» Auszuführende Aufgabe
Kannst du die Zeilen von der Zeile mit „Provide the segmentation of every instance of the catenary“ bis einschließlich der Zeile mit „61), (96, 64)]]“ unverändert ausgeben, und zwar nur diese?

═════ Bereitgestellte Einträge ═════

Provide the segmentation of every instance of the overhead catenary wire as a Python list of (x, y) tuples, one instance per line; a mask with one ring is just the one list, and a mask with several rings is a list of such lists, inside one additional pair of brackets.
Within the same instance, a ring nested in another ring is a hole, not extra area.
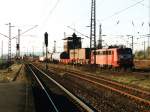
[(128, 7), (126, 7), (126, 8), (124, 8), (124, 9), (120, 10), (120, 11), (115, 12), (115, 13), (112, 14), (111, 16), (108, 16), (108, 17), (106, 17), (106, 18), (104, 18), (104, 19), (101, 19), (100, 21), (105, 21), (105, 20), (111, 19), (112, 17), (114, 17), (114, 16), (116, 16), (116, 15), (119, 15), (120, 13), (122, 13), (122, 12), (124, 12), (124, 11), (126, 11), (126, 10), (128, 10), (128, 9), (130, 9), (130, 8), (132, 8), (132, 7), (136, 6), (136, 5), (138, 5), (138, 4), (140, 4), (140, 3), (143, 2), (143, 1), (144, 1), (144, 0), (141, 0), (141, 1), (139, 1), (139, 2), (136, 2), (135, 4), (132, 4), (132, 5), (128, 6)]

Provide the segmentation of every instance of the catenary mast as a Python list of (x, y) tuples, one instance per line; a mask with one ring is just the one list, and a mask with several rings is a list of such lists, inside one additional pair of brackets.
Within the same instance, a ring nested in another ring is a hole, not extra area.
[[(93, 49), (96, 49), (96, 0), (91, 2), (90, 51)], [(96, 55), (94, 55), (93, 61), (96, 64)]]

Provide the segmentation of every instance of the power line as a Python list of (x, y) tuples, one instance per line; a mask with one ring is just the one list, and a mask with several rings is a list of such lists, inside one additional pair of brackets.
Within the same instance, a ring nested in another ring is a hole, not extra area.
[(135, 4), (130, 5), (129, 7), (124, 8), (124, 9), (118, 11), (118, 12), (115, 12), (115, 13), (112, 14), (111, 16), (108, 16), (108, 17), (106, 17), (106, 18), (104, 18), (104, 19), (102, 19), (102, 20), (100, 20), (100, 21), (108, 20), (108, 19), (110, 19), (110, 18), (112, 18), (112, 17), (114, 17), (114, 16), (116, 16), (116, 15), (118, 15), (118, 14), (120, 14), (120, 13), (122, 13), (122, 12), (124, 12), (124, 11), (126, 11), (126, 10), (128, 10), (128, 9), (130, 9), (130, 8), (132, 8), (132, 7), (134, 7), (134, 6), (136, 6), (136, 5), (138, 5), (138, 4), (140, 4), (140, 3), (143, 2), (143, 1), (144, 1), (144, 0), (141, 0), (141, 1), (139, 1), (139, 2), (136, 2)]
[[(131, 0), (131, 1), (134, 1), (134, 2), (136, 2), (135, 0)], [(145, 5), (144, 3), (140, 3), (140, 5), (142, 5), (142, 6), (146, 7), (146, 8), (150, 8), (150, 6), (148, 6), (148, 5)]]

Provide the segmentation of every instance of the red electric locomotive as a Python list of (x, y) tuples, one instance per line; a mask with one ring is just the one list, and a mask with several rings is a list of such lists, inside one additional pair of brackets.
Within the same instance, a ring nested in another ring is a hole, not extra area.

═════
═════ Bereitgestellte Einträge ═════

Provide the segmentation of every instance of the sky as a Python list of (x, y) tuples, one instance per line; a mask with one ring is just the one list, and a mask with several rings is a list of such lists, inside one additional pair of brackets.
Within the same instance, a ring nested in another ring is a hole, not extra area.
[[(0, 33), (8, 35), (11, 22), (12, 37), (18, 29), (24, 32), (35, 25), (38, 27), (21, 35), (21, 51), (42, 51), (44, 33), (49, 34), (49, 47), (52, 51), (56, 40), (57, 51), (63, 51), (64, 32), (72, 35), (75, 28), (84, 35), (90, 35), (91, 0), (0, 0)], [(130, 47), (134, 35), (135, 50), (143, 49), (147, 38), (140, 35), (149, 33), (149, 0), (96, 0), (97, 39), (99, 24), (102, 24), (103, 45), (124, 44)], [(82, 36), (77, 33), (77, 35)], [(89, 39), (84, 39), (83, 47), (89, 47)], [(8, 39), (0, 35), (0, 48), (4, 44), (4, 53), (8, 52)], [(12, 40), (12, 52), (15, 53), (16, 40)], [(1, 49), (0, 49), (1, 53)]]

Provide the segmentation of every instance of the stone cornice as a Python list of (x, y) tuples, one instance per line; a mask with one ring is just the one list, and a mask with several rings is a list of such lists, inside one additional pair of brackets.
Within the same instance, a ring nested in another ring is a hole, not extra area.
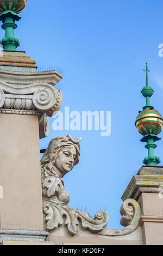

═════

» Schriftliche Antwort
Provide the segmentation of every instance of the catenary mast as a Python list of (x, y) tuples, one instance per line; a mask with one ring is just the one list, and a mask with several rings is a list of such lists, inside one additional pair of brackets.
Within the same instance, a ring nested in another ring is a hole, not extra area.
[[(93, 49), (96, 49), (96, 0), (91, 2), (90, 51)], [(96, 55), (94, 55), (93, 61), (96, 64)]]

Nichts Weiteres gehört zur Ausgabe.